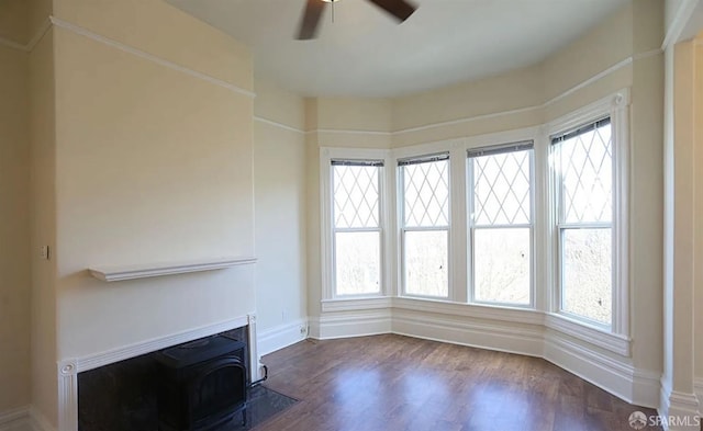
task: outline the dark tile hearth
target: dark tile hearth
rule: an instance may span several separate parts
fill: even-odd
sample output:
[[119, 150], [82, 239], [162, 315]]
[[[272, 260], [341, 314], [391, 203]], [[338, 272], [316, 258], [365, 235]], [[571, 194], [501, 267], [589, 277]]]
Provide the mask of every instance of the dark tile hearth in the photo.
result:
[[[246, 330], [224, 332], [247, 343]], [[248, 354], [245, 354], [245, 360]], [[157, 375], [159, 363], [155, 353], [86, 371], [78, 375], [79, 431], [157, 431], [159, 426]], [[297, 399], [264, 385], [247, 389], [247, 424], [242, 415], [212, 431], [249, 430], [288, 409]]]
[[276, 415], [292, 407], [298, 400], [279, 394], [266, 386], [255, 386], [249, 389], [249, 405], [246, 410], [247, 423], [242, 426], [242, 416], [236, 415], [228, 423], [217, 431], [243, 431], [250, 430]]

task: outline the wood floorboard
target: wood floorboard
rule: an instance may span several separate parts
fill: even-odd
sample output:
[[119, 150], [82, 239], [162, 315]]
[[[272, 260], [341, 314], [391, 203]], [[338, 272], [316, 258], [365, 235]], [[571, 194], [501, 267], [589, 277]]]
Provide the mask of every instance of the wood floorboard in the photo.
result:
[[542, 359], [394, 334], [305, 340], [263, 362], [266, 385], [300, 402], [256, 431], [632, 431], [633, 411], [656, 415]]

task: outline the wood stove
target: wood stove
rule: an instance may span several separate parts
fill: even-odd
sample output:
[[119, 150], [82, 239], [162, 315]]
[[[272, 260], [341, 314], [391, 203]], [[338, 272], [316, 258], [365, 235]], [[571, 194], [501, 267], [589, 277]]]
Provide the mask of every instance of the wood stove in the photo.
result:
[[158, 427], [214, 430], [242, 413], [246, 423], [245, 343], [214, 336], [158, 352]]

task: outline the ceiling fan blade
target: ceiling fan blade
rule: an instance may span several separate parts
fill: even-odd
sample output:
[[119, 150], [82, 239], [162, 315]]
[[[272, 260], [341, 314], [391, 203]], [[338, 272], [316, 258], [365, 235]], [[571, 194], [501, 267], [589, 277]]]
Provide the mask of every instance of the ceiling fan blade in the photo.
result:
[[415, 12], [416, 7], [405, 0], [369, 0], [371, 3], [383, 9], [386, 12], [395, 16], [398, 21], [403, 22]]
[[317, 26], [320, 25], [320, 18], [322, 16], [322, 11], [325, 10], [326, 4], [327, 3], [322, 0], [308, 0], [303, 18], [300, 20], [298, 39], [306, 41], [315, 38]]

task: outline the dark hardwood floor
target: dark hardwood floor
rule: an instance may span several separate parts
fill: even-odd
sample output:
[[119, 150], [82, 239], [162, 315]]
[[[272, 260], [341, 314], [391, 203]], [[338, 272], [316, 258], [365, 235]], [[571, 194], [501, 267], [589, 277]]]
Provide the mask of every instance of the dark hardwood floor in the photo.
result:
[[301, 401], [257, 431], [632, 431], [632, 412], [656, 415], [540, 359], [393, 334], [306, 340], [263, 362], [265, 385]]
________
Duplicate the listing from the line containing "task: outline the ceiling fan blade" down through the end of the listing, reproducing each line without any change.

task: outline the ceiling fan blade
target: ceiling fan blade
rule: an instance may span several separate parts
fill: even-odd
sample output:
[[119, 150], [82, 239], [162, 315]]
[[[272, 260], [341, 314], [391, 203]], [[338, 272], [316, 258], [365, 235]], [[571, 194], [501, 267], [589, 277]]]
Provide the mask of every instance of the ceiling fan blade in the photo.
result:
[[415, 12], [416, 7], [405, 0], [369, 0], [371, 3], [383, 9], [386, 12], [395, 16], [398, 21], [403, 22]]
[[317, 26], [320, 25], [320, 18], [322, 16], [322, 11], [325, 10], [326, 4], [327, 3], [322, 0], [308, 0], [303, 18], [300, 20], [298, 39], [306, 41], [315, 38]]

task: outline the dark hardwood floor
target: dark hardwood floor
rule: an instance may span several separate parts
fill: even-odd
sample output:
[[119, 150], [82, 239], [162, 315]]
[[[272, 260], [341, 314], [391, 203]], [[338, 272], [316, 258], [365, 235]], [[571, 194], [501, 267], [589, 277]]]
Provide the mask of every instance of the dark hardwood floor in the photo.
result:
[[301, 401], [257, 431], [632, 431], [632, 412], [656, 415], [540, 359], [393, 334], [306, 340], [263, 362], [265, 385]]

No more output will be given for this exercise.